Collect every line of the data below that contains the string "green", matching its case exactly.

* _Input records_:
━━━━━━━━━━━━━━━━━━━━

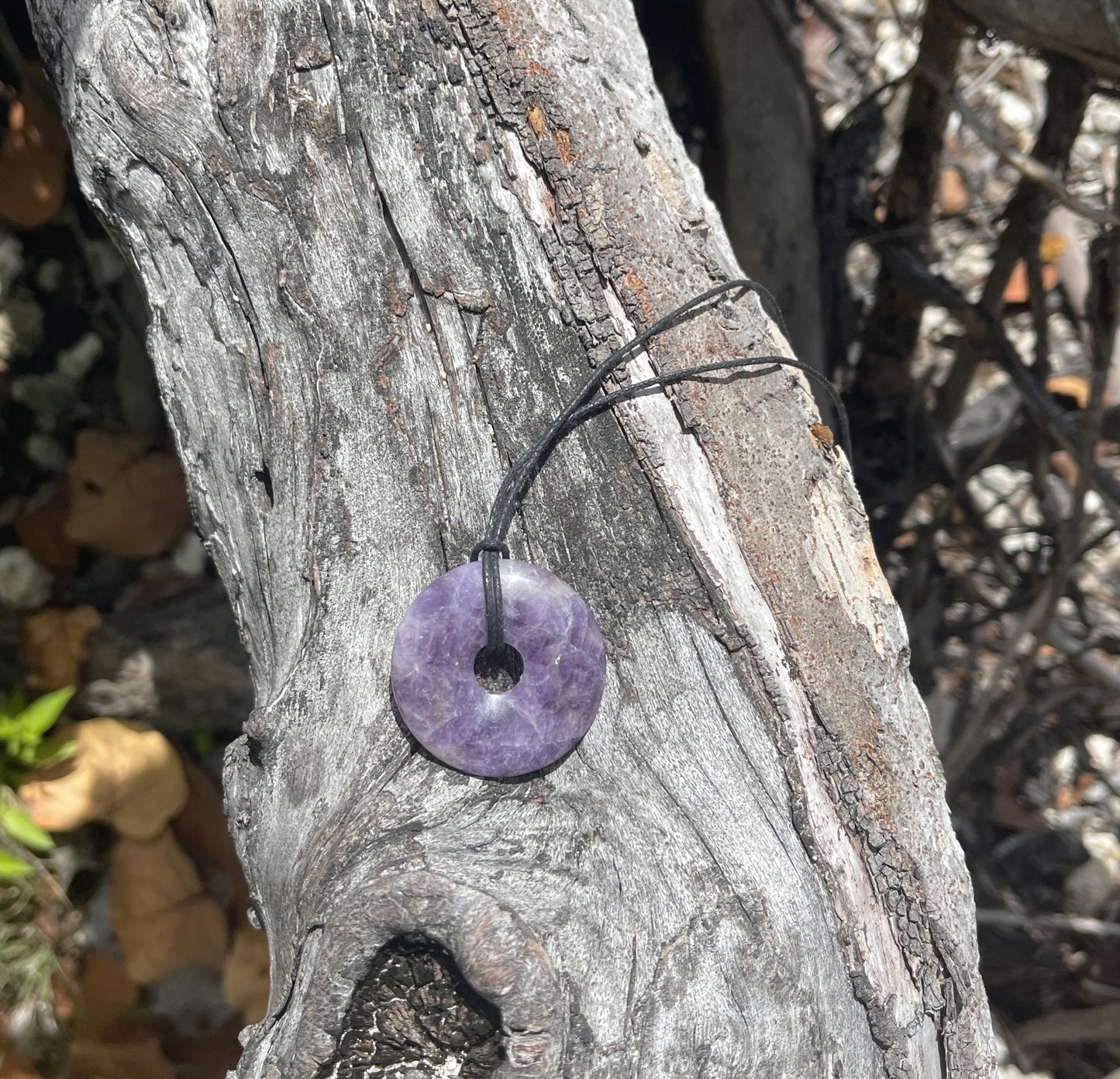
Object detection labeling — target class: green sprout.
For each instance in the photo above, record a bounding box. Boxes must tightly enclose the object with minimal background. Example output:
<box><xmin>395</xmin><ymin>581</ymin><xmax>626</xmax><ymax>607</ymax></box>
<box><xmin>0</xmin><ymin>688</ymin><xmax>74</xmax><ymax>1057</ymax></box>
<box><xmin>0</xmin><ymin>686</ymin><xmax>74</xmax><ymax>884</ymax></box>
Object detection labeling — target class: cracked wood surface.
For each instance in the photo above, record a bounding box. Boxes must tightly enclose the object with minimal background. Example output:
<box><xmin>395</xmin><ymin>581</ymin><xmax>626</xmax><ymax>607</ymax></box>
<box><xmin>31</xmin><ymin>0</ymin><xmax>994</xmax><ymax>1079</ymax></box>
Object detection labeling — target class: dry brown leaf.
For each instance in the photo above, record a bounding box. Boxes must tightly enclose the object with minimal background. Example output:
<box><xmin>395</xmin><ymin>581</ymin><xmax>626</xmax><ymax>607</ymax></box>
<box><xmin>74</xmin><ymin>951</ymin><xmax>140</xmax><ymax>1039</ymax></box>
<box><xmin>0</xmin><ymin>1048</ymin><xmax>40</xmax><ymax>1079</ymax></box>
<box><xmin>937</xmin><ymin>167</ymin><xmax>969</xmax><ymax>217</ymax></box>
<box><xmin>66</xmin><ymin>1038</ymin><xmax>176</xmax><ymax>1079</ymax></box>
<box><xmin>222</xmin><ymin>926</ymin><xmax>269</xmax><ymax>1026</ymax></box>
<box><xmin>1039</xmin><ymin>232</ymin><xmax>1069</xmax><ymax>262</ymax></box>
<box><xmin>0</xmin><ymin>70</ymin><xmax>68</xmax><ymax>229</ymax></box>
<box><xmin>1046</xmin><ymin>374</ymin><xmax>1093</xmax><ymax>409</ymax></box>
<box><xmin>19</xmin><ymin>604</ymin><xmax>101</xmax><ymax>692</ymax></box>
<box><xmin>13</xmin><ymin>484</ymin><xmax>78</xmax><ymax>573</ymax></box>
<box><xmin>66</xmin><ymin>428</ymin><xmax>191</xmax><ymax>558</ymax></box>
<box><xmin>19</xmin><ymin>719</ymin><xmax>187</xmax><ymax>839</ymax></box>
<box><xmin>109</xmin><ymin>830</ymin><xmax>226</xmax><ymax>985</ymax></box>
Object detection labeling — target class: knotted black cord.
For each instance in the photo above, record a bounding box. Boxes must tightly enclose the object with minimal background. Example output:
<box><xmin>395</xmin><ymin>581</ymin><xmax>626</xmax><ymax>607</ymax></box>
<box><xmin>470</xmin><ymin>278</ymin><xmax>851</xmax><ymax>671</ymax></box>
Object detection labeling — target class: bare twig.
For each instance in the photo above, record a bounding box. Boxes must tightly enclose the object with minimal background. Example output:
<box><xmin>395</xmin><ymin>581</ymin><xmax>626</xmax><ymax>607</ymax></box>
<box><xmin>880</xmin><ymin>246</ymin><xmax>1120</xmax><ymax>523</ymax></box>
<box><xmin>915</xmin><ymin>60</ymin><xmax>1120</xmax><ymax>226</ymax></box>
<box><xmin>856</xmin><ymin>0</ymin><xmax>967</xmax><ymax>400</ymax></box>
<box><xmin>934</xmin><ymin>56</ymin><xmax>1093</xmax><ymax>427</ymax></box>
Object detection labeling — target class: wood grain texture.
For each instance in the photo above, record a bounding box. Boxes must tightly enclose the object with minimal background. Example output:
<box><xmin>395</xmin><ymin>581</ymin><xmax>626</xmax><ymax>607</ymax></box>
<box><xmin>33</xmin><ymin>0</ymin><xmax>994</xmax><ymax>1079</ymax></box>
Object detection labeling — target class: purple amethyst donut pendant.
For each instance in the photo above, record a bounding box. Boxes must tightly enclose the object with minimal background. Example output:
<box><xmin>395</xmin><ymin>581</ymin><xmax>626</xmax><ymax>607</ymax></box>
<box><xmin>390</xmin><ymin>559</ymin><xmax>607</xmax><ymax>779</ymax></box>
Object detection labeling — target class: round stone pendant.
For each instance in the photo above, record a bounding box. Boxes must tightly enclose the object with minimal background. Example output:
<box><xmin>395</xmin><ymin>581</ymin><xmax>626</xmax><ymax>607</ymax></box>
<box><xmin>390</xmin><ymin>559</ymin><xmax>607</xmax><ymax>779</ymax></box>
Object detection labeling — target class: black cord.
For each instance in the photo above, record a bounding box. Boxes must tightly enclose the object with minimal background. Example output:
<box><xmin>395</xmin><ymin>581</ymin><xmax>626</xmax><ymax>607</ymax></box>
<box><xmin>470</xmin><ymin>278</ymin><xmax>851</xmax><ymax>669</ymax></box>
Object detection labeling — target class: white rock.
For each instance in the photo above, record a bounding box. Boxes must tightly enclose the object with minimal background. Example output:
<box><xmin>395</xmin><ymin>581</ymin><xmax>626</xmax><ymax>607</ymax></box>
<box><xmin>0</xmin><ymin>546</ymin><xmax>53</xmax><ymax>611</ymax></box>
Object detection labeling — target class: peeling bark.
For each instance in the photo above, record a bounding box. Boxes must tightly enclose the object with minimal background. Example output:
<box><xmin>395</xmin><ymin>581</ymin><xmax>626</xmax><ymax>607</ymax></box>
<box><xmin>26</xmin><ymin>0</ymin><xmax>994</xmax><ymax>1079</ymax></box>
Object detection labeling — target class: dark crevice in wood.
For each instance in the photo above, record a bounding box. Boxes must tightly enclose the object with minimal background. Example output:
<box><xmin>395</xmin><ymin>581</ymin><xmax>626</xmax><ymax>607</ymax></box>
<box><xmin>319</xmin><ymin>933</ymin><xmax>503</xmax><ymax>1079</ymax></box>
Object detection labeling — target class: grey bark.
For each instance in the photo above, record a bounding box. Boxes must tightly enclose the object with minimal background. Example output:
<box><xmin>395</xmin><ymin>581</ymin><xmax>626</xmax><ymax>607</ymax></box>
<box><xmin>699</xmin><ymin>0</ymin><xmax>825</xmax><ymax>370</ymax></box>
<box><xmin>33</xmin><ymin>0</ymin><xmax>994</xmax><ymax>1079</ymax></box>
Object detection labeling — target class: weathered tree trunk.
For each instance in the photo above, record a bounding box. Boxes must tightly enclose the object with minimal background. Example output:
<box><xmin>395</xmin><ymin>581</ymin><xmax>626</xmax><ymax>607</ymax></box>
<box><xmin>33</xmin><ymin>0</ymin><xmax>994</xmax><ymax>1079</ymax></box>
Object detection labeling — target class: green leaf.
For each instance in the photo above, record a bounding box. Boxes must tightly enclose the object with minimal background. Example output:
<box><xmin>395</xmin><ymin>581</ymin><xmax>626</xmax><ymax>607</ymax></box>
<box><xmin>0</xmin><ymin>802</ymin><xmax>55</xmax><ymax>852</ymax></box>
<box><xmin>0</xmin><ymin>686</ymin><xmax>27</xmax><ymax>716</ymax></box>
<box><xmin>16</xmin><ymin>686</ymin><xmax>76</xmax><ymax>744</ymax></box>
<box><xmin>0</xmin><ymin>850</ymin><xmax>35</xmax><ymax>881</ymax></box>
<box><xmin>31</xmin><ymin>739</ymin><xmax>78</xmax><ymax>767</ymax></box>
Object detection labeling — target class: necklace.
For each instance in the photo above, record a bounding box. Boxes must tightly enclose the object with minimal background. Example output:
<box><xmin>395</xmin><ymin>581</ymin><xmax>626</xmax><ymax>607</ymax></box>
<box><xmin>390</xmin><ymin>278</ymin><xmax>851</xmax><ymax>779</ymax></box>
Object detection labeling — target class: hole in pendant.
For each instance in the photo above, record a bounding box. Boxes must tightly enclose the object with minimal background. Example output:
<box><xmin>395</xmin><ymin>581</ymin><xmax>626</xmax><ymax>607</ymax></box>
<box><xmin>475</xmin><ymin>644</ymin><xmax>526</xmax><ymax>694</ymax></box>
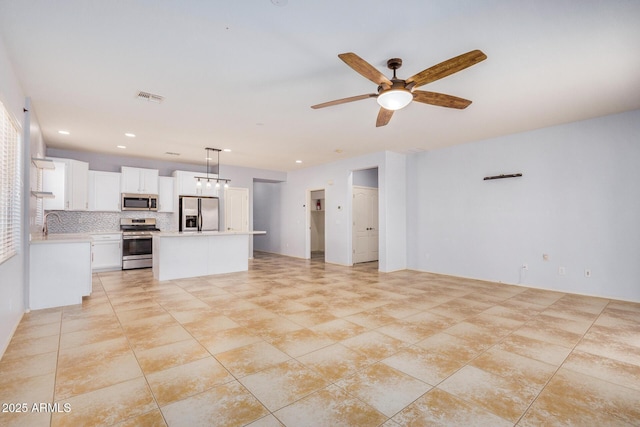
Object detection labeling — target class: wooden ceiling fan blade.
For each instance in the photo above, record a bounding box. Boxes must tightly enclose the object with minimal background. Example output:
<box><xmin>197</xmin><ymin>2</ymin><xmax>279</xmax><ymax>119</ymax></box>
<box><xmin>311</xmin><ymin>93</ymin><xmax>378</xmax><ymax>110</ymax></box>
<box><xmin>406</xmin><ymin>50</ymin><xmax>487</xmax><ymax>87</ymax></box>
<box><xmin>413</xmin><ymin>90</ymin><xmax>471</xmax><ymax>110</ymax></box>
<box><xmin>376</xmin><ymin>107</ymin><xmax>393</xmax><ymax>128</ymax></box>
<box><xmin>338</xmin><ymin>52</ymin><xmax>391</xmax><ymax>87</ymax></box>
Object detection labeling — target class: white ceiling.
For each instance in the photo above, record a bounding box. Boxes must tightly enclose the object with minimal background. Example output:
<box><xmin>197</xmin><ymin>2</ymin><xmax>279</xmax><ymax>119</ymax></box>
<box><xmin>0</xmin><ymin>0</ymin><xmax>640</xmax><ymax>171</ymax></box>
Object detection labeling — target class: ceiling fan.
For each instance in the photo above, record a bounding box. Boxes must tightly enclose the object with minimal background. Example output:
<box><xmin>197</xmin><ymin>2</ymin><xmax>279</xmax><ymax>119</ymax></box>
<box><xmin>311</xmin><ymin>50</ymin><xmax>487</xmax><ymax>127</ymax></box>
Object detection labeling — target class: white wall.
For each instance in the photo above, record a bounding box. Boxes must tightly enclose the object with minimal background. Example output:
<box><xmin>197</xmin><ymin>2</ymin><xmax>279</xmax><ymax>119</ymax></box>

━━━━━━━━━━━━━━━━━━━━

* _Task answer_:
Object detection labeling — target class: green sprout.
Object detection labeling — target class: green leaf.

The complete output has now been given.